- Task to complete -
Find every line in the lines below that contains the word "white" and copy each one.

- Source records -
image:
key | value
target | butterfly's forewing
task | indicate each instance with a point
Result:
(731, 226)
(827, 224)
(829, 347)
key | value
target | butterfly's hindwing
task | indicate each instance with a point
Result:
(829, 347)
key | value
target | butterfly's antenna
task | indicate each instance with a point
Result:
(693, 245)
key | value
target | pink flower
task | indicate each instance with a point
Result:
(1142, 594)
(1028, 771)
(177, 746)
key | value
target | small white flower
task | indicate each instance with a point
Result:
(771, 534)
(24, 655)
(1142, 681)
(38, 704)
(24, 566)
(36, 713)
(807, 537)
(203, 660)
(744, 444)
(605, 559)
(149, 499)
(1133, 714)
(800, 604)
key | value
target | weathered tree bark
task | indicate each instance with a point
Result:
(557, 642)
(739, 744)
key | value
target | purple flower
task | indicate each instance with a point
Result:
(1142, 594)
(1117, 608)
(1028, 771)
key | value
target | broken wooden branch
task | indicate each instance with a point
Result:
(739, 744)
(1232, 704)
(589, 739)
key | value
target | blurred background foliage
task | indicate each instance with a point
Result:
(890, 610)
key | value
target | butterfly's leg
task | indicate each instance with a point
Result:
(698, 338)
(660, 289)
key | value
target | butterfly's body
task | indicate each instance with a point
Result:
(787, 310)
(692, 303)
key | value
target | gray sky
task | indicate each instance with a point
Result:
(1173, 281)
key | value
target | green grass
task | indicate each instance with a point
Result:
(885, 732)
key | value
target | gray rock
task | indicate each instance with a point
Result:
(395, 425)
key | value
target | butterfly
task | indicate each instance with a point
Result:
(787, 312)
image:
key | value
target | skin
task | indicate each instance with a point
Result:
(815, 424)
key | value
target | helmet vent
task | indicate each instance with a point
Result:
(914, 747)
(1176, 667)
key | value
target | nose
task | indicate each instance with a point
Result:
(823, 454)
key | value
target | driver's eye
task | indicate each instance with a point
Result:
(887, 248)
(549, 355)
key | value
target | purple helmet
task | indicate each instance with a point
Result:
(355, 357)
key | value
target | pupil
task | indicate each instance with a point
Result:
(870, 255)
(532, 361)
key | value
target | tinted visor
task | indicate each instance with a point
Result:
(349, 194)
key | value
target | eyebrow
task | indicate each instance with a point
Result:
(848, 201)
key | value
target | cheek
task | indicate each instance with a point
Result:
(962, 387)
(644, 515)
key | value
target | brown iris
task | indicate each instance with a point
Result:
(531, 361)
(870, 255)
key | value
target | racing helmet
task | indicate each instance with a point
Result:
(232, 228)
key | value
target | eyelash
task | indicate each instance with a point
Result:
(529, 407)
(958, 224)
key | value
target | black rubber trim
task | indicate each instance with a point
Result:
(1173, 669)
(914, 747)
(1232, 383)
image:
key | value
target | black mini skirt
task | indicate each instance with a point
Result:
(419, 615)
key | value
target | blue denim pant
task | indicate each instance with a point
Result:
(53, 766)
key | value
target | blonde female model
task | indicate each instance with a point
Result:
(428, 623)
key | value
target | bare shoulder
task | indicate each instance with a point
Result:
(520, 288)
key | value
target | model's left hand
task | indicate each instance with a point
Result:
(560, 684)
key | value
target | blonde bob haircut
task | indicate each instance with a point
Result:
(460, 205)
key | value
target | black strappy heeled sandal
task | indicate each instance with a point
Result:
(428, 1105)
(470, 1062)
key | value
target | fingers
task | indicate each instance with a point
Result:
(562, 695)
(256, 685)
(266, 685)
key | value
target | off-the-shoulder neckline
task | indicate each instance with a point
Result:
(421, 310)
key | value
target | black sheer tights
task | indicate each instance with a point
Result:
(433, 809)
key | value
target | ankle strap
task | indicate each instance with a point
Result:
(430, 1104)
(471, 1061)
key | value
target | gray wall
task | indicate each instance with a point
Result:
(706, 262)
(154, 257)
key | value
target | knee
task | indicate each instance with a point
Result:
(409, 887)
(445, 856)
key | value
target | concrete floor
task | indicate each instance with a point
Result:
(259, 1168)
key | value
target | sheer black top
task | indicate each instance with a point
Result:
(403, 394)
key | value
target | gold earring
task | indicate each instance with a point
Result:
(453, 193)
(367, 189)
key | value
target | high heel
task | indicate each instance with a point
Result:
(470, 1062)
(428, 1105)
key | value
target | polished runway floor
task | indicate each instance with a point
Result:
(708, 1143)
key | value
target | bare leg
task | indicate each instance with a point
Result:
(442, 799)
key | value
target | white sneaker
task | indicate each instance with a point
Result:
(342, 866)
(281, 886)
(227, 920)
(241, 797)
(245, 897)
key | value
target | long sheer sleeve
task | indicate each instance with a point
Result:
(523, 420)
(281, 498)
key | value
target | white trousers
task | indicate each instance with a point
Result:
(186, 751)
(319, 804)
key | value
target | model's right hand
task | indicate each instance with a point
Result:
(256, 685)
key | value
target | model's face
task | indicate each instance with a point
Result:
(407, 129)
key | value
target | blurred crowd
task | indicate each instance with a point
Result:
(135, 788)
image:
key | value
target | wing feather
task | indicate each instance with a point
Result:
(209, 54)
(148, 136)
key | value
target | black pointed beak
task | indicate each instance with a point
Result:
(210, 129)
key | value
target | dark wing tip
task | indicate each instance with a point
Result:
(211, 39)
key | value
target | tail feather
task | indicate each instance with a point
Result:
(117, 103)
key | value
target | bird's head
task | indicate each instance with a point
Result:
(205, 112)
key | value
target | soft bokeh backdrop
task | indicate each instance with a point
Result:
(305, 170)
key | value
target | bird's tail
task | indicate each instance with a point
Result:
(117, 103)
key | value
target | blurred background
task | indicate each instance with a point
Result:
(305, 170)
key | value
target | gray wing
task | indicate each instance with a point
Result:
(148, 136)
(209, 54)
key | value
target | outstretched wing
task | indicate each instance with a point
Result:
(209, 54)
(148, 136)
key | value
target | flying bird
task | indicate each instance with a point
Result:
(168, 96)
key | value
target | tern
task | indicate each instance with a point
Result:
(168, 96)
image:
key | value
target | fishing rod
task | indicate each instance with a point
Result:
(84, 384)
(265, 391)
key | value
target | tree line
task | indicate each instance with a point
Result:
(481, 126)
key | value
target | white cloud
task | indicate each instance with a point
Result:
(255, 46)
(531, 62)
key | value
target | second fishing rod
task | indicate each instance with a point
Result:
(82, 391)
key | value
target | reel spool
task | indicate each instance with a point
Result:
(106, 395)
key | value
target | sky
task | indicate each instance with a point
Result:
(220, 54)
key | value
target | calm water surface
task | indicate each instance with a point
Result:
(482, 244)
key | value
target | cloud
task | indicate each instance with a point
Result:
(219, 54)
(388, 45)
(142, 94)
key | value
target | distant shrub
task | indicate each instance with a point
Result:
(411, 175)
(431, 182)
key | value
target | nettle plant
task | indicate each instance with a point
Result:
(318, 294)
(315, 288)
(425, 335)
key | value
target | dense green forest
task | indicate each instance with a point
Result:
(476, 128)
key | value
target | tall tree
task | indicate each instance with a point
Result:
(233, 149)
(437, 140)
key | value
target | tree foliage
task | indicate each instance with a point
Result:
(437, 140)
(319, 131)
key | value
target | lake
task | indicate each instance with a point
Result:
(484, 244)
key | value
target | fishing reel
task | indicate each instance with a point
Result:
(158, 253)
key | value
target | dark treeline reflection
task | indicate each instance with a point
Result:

- Full output -
target | small white flower
target | white sneaker
target | white trousers
target | white cloud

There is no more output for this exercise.